In the records below, count every line that includes the word "each". Provide the total alone.

→ Dataset entries:
============================================================

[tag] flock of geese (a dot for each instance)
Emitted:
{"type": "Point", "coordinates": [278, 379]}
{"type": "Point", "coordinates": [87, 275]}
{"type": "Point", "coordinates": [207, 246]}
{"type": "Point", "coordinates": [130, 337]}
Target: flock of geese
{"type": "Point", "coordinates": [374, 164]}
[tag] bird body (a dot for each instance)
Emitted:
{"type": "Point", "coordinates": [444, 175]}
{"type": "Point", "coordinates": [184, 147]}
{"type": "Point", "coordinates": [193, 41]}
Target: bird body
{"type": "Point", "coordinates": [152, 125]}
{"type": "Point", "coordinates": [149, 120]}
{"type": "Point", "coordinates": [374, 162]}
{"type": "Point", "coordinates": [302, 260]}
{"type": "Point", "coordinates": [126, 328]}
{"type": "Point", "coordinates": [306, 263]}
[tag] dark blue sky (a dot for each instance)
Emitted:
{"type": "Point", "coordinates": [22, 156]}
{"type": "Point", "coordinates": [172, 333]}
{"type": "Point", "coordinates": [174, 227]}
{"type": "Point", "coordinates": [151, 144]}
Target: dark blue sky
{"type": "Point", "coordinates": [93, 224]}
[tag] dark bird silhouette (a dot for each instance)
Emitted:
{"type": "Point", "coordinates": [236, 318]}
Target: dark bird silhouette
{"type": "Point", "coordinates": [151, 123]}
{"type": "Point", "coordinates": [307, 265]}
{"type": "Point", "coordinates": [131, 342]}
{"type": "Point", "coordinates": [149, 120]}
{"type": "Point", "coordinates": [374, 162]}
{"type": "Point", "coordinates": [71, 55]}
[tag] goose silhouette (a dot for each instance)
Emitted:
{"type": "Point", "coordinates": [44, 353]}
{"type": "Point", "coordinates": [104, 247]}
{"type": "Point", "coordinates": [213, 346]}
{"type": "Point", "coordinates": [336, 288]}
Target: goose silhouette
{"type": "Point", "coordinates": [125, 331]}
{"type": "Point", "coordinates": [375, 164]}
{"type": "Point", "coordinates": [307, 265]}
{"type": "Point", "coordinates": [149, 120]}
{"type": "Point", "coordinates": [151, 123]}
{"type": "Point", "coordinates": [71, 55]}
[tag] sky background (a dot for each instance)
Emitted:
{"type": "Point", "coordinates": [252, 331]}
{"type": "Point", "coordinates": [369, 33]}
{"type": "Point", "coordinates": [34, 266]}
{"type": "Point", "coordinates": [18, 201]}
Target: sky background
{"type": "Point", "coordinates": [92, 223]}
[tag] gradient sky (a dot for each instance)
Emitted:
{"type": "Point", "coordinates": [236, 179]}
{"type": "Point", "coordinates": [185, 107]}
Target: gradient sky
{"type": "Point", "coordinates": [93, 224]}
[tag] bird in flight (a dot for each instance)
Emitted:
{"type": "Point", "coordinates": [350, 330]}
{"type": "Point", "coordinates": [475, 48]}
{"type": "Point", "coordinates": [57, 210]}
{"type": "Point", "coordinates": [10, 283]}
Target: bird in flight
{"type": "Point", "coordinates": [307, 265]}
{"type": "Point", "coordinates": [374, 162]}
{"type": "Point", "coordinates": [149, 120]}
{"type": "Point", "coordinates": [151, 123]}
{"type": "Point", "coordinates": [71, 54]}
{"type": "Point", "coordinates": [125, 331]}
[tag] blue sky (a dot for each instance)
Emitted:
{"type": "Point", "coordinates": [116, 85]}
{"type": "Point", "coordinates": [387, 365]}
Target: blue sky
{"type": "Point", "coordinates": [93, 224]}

============================================================

→ Reply to the exercise: 9